Task objective: Copy the omniORB mailing list post below word for word, changing nothing.

Article:

□ □ □

[omniORB] RE: OmniORB 4.0.1 server application hangs: endpoint shutdown pro blem

Fri Oct 1 17:28:41 BST 2004

I have also seen this problem using Solaris 8.  It can be reporduced by
doing a nmap -n localhost port scan.  The port scan will consistantly
cause omniNames to stop listening to incoming connections.

A patch is attatched to fix the problem by handling the errors in
tcpEndpoing::nodifyReadable.  I do not know how this patch will affect
other  system types.  I would guess it wouldn't have a negative impact
assuming the error types are defined.

Jeremy VanGrinsven

> ****Forgot to mention that following problem was reported in SOLARIS. On
> WINDOWS it was no tested.****
> Hello All,
>
> We are using OmniORB 4.0.1 for are server application, which consists of
> various distributed components across the globe. The problem is that the
> our
> server hangs after giving the following error:
> omniORB: Unrecoverable error for this endpoint:
> giop:tcp:10.91.201.202:2222,
> it will no longer be serviced.
> There are no reproducible steps to the above error but it reoccurs in few
> hours of operation. However, upon investigation we have found that one of
> code in OmniORB the above error could be displayed is in the following
> scenario:
> CORBA::Boolean
> tcpEndpoint::notifyReadable(SocketHandle_t fd) {
>   if (fd == pd_socket) {
>     SocketHandle_t sock;
>     sock = ::accept(pd_socket,0,0);
>     if (sock == RC_SOCKET_ERROR) {
>       return 0;
>     }
> ....
> ...

□ □ □

Dataset entries:

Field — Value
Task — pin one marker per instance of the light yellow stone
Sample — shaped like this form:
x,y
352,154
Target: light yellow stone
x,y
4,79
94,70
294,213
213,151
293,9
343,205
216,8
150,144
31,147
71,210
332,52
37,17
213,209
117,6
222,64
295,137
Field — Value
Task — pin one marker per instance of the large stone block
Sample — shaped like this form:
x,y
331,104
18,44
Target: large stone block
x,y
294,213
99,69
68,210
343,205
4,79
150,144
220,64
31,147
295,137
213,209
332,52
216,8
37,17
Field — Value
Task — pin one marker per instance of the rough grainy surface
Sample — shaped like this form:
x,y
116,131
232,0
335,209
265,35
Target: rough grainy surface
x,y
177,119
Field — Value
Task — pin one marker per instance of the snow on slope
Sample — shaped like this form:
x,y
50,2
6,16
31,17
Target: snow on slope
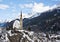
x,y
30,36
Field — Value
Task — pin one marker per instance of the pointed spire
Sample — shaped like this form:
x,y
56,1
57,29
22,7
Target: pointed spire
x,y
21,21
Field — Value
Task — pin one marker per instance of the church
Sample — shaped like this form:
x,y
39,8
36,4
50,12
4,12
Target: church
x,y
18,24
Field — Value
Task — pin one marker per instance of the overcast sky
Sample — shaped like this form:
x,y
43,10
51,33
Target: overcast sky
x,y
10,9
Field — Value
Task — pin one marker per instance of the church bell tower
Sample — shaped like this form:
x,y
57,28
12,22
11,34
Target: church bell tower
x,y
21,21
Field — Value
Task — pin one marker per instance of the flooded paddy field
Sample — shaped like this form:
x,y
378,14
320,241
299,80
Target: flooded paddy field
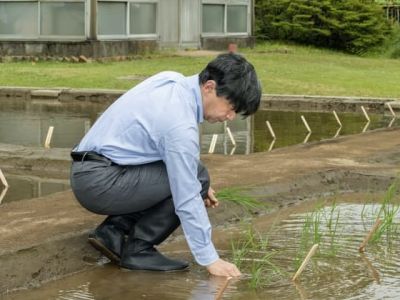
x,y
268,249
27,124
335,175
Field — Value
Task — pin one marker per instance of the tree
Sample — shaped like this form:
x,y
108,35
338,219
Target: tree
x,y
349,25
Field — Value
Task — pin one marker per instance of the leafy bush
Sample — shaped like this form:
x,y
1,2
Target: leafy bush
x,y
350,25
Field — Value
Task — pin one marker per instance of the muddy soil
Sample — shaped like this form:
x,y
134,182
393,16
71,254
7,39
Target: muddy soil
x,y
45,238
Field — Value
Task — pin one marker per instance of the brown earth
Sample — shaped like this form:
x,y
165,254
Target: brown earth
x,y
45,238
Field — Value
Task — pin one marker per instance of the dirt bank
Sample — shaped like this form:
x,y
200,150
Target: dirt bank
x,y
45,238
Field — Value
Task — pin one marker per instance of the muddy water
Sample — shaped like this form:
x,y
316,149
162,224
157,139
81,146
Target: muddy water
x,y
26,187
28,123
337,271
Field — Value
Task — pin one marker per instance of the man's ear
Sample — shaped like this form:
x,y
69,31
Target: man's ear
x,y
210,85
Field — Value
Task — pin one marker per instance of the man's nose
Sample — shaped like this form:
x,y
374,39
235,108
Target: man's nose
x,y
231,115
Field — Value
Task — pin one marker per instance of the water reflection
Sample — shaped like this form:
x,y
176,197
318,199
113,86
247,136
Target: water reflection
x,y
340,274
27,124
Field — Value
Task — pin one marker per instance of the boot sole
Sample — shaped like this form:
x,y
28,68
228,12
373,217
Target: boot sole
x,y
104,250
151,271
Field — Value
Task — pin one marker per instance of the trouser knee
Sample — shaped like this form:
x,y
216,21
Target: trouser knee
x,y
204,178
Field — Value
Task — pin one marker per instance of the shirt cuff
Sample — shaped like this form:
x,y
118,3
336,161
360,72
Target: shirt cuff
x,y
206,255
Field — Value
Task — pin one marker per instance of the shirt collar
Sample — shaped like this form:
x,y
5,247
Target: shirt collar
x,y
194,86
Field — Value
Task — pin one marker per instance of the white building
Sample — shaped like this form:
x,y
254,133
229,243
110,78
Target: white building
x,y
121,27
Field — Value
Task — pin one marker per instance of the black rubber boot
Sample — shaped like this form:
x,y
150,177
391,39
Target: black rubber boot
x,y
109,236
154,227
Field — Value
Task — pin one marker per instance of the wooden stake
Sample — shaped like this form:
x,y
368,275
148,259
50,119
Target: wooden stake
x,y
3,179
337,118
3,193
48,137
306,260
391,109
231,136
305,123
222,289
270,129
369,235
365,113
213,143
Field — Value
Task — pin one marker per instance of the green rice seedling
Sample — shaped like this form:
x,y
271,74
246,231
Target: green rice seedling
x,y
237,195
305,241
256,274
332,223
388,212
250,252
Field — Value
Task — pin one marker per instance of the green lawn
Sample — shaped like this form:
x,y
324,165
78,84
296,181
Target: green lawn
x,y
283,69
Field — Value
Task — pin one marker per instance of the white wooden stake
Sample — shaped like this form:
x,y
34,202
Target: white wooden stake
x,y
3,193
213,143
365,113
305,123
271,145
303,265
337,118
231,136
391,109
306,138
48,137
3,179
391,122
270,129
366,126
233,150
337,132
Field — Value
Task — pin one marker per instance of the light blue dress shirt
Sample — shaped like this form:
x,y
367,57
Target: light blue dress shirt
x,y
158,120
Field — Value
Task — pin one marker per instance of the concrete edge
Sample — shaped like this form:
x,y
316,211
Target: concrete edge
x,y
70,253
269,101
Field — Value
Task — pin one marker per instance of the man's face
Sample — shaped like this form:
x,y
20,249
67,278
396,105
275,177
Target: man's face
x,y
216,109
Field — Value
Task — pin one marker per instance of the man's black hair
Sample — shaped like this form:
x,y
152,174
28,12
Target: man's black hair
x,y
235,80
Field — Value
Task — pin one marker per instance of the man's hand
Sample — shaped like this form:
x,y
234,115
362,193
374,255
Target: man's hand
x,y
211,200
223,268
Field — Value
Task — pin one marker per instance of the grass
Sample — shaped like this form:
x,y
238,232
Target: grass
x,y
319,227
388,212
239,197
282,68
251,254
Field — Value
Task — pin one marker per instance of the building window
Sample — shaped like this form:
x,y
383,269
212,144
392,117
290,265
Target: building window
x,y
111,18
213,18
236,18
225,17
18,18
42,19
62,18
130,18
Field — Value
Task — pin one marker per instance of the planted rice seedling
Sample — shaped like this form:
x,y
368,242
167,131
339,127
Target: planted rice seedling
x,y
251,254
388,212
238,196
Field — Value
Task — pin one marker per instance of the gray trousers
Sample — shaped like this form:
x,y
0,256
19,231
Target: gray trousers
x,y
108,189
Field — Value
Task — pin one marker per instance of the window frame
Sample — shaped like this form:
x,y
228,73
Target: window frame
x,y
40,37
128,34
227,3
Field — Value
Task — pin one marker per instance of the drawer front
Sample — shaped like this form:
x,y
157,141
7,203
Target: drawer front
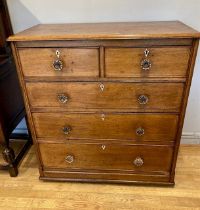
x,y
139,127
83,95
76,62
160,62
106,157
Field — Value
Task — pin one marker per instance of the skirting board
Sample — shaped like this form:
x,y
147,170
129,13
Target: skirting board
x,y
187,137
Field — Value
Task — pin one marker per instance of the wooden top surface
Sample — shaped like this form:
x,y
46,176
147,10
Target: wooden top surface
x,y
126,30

□ □ □

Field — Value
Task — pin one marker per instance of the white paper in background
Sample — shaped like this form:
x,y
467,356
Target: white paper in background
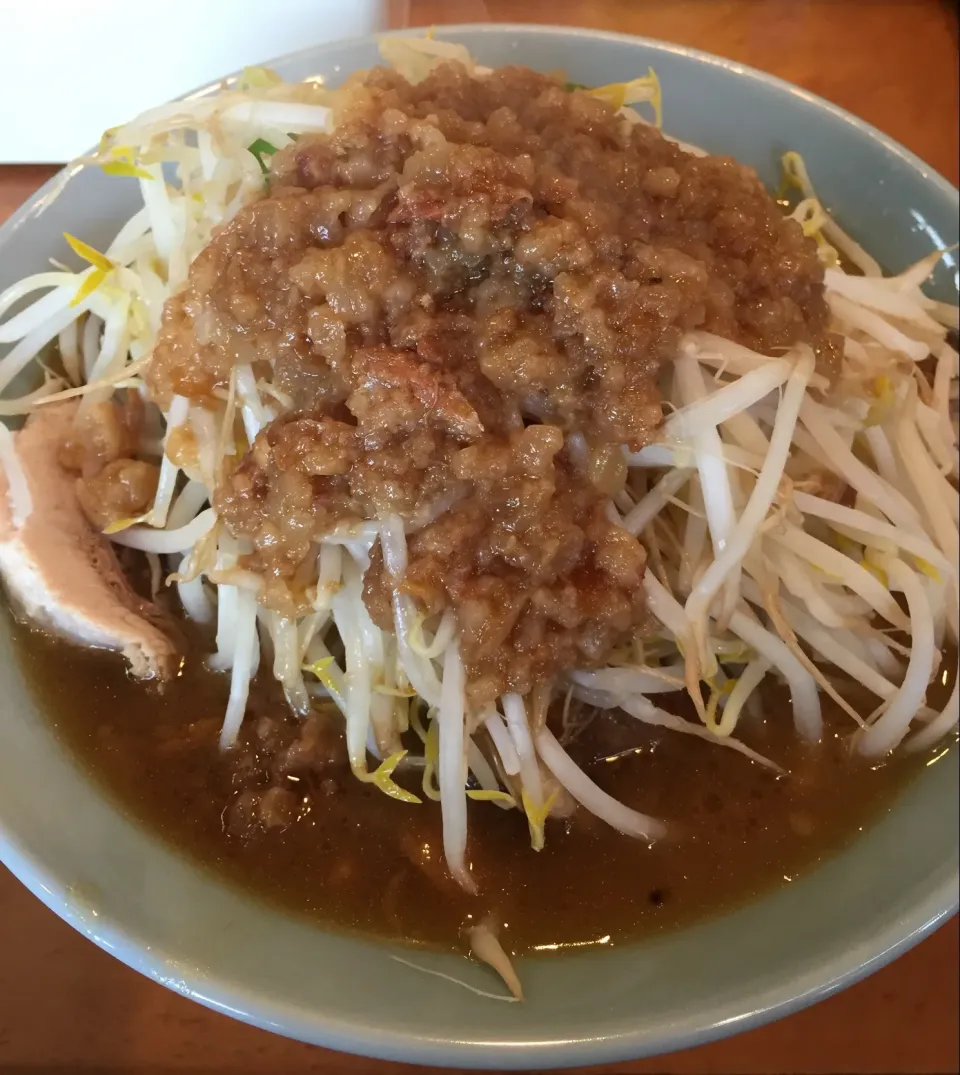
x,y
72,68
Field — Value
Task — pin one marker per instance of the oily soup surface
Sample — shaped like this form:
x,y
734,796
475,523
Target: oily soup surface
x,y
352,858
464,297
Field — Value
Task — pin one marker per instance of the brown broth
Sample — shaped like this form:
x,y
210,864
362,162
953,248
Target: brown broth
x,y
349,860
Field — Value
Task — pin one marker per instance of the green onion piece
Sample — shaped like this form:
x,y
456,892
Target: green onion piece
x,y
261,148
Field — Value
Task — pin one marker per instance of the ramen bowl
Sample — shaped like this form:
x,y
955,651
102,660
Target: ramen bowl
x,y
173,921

□ □ □

Exercise output:
[omniORB] RE: OmniORB 4.0.1 server application hangs: endpoint shutdown pro blem

Fri Oct 1 17:28:41 BST 2004

I have also seen this problem using Solaris 8.  It can be reporduced by
doing a nmap -n localhost port scan.  The port scan will consistantly
cause omniNames to stop listening to incoming connections.

A patch is attatched to fix the problem by handling the errors in
tcpEndpoing::nodifyReadable.  I do not know how this patch will affect
other  system types.  I would guess it wouldn't have a negative impact
assuming the error types are defined.

Jeremy VanGrinsven

> ****Forgot to mention that following problem was reported in SOLARIS. On
> WINDOWS it was no tested.****
> Hello All,
>
> We are using OmniORB 4.0.1 for are server application, which consists of
> various distributed components across the globe. The problem is that the
> our
> server hangs after giving the following error:
> omniORB: Unrecoverable error for this endpoint:
> giop:tcp:10.91.201.202:2222,
> it will no longer be serviced.
> There are no reproducible steps to the above error but it reoccurs in few
> hours of operation. However, upon investigation we have found that one of
> code in OmniORB the above error could be displayed is in the following
> scenario:
> CORBA::Boolean
> tcpEndpoint::notifyReadable(SocketHandle_t fd) {
>   if (fd == pd_socket) {
>     SocketHandle_t sock;
>     sock = ::accept(pd_socket,0,0);
>     if (sock == RC_SOCKET_ERROR) {
>       return 0;
>     }
> ....
> ...